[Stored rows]
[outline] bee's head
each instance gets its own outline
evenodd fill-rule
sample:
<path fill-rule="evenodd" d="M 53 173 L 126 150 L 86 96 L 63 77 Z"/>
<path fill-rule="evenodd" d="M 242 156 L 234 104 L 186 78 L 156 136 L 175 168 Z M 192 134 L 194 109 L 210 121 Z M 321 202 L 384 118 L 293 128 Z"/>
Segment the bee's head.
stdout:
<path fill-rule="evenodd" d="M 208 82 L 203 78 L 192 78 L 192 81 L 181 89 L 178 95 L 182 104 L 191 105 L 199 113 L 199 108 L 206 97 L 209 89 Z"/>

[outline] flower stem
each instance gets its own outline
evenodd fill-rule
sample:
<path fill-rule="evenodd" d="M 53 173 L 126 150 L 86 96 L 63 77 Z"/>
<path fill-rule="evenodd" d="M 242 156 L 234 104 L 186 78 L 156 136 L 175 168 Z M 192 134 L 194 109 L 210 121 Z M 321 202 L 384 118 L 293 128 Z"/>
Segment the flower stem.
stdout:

[Request]
Reproduce every line of the rows above without any change.

[Task result]
[outline] bee's head
each instance gets its own outline
evenodd fill-rule
sample:
<path fill-rule="evenodd" d="M 53 173 L 126 150 L 86 96 L 63 77 Z"/>
<path fill-rule="evenodd" d="M 242 156 L 234 104 L 186 78 L 156 136 L 175 168 Z M 192 134 L 194 109 L 210 121 Z M 321 202 L 384 118 L 293 128 Z"/>
Segment the bee's head.
stdout:
<path fill-rule="evenodd" d="M 208 82 L 203 78 L 192 78 L 192 81 L 181 89 L 178 95 L 182 104 L 191 105 L 199 113 L 199 108 L 206 97 L 209 89 Z"/>

[outline] flower stem
each instance gets its own outline
evenodd fill-rule
sample:
<path fill-rule="evenodd" d="M 53 173 L 126 150 L 86 96 L 63 77 Z"/>
<path fill-rule="evenodd" d="M 242 156 L 234 104 L 186 78 L 156 136 L 175 168 Z M 192 134 L 194 109 L 210 121 Z M 321 202 L 384 118 L 293 128 Z"/>
Segment the flower stem.
stdout:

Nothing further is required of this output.